■ **Assignment**:
Every entry must be transcribed exactly. Pictures are not part of the copy.

---+---

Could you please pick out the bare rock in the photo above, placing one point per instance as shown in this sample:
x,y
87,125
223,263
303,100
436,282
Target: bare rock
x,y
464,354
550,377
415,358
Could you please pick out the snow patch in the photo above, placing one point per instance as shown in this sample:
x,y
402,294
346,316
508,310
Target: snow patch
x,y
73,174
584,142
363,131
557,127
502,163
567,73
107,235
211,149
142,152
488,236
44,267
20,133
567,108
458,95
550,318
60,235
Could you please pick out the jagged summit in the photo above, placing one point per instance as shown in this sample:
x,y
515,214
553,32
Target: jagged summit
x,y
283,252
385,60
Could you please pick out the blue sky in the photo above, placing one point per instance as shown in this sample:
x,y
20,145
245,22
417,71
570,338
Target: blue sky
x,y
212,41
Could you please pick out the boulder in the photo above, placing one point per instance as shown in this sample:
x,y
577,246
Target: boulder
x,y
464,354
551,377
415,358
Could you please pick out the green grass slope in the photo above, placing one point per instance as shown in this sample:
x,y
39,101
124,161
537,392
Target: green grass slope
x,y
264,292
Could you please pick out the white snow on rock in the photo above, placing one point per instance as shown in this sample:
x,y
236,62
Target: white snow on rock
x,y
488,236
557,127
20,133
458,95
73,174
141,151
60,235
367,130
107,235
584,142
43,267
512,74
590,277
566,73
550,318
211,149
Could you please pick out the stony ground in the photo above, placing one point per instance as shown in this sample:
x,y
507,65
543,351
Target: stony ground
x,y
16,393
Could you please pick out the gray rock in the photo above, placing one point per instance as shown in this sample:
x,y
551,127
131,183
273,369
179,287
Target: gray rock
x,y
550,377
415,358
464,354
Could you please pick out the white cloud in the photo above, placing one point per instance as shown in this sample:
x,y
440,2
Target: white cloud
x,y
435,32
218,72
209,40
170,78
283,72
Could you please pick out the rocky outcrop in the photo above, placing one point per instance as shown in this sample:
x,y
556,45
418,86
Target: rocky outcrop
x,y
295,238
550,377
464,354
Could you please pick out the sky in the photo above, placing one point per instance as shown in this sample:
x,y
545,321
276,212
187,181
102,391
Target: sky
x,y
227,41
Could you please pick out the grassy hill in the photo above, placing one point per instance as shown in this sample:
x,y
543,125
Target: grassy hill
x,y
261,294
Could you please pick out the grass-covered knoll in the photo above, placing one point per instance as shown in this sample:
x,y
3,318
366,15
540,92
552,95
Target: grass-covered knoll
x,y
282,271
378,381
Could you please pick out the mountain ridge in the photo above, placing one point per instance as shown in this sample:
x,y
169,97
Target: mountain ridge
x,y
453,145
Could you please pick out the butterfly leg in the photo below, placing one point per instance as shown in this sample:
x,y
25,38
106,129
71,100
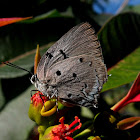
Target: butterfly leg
x,y
31,94
42,99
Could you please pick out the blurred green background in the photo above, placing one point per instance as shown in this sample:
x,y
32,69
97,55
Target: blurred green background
x,y
119,35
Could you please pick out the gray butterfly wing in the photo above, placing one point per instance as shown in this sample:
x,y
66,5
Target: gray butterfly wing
x,y
76,80
81,39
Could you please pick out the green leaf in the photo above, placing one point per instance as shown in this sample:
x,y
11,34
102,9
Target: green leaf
x,y
119,37
124,72
128,123
25,61
14,121
87,113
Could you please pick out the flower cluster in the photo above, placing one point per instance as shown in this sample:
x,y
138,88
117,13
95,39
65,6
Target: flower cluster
x,y
104,125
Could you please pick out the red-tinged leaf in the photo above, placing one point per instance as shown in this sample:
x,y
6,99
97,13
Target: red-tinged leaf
x,y
37,59
132,96
128,123
6,21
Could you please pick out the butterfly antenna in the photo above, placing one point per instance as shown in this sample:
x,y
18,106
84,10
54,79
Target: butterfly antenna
x,y
15,66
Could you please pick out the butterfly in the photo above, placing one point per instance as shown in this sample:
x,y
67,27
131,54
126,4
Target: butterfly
x,y
73,70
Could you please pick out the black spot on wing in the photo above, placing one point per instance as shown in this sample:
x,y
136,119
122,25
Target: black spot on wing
x,y
49,55
61,51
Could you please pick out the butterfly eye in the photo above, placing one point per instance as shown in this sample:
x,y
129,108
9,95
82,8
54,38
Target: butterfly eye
x,y
33,78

---+---

■ **Finished exercise**:
Could you please pick out the bare rock in the photo above, placing one point per instance as shown in this sample:
x,y
87,125
223,263
303,100
436,282
Target: bare rock
x,y
464,354
550,377
415,358
Could you please pick out the snow patch in the photo above, placing one point per instance as shown in this sample:
x,y
402,294
346,316
508,310
Target: snow patch
x,y
73,174
584,142
363,131
557,127
502,163
567,73
107,235
211,149
142,152
488,236
44,267
20,133
567,108
458,95
550,318
60,235
Could you please pick out the jagged summit in the photo above, placing one point per instance as shown in this sample:
x,y
515,214
553,32
Target: jagged summit
x,y
283,252
385,60
Could you please pick out the blue sky in the photo above, placing one point per instance as shown in this sample:
x,y
20,145
245,22
417,71
570,338
Target: blue sky
x,y
212,41
Could you please pick out the boulder in the photo above, placing one point per instance as shown in this sample:
x,y
577,246
Target: boulder
x,y
464,354
551,377
415,358
Could you please pick out the green grass slope in the photo above, placing one point per instance as shown in this sample:
x,y
39,101
124,161
537,392
Target: green grass slope
x,y
264,292
Could you please pick out the white snow on rock in the photo above, placing one point per instance as shown in this sample:
x,y
236,62
Target: white snow on rock
x,y
488,236
557,127
20,133
458,95
73,174
141,151
60,235
367,130
107,235
584,142
43,267
512,74
590,277
566,73
550,318
211,149
Could you please pick out the stony ground in the photo above, placing one point per instance as shown in this sample:
x,y
507,65
543,351
Target: stony ground
x,y
16,393
Could you please pick out the gray rock in the photo above, placing one point per instance as shown in this sample:
x,y
551,127
131,183
273,369
179,287
Target: gray rock
x,y
550,377
415,358
464,354
Could you please pick out the white cloud in the photo above, placing one point per instance as shown in this sample:
x,y
440,2
Target: white cloud
x,y
435,32
218,72
209,40
170,78
283,72
Could you please pick out the rocky outcrop in the photo above, placing one point per instance as shown in this sample:
x,y
556,45
418,86
Target: rocky outcrop
x,y
295,238
550,377
464,354
Could you please pick out the sky in the photo above, placing one point per instance as shown in this sample:
x,y
545,321
276,212
187,181
102,391
Target: sky
x,y
227,41
Could you please pick out the grassy hill in the photo above, placing one point per instance as shown in this sample:
x,y
543,125
Target: grassy hill
x,y
261,294
Could you please pick out the grass-covered knoll in the photo above, placing one point per instance as shown in this sample:
x,y
3,318
366,15
540,92
552,95
Target: grass-covered knoll
x,y
282,271
378,381
Could you please pick out the mountain ridge in the photo above, placing one point per instance as shown in this sample:
x,y
169,97
Target: mountain ridge
x,y
453,145
Could you please pick out the butterfly leg in the photo below, placing one point per instance as shown in this sample:
x,y
25,38
106,129
71,100
Target: butterfly leg
x,y
31,94
42,99
Could you please pick out the blurred green background in the photo above, placing one point per instance as shown in this sample:
x,y
32,69
97,55
Target: blurred green background
x,y
119,35
Could you please pick out the gray butterfly wing in the photo above, placing one point per instance as shown in this sample:
x,y
66,5
Target: gray butterfly wing
x,y
76,80
81,39
Could you please pick out the green leaf in the photo above, placing one point per instance as shown in this sample:
x,y
11,34
102,9
Target: green leaf
x,y
119,37
124,72
128,123
25,61
14,121
87,113
Could you please pick out the flower cluster in the photo above, placing one point per instance as shown in this sample:
x,y
138,88
117,13
95,39
65,6
Target: flower cluster
x,y
104,125
Could you please pick out the red-tinged leaf in the photo above, placing one point per instance as shown in this sample:
x,y
6,99
97,13
Target: red-tinged leaf
x,y
37,59
132,96
128,123
6,21
Could you please pick out the butterfly antenna in the photo above, placing one point per instance as shown in this sample:
x,y
18,106
84,10
54,79
Target: butterfly antenna
x,y
15,66
Could you please pick out the butterfly in the photo above, placing one point per instance as shown in this sample:
x,y
67,27
131,54
126,4
Target: butterfly
x,y
73,70
Could you please pick out the black spot on wing in the photo above, placing one point per instance as shown in this sample:
x,y
136,119
122,25
Target: black spot on wing
x,y
49,55
61,51
Could you please pick out the butterfly eye in the photo above, placing one point per instance as shown in this sample:
x,y
129,108
9,95
82,8
54,38
Target: butterfly eye
x,y
33,78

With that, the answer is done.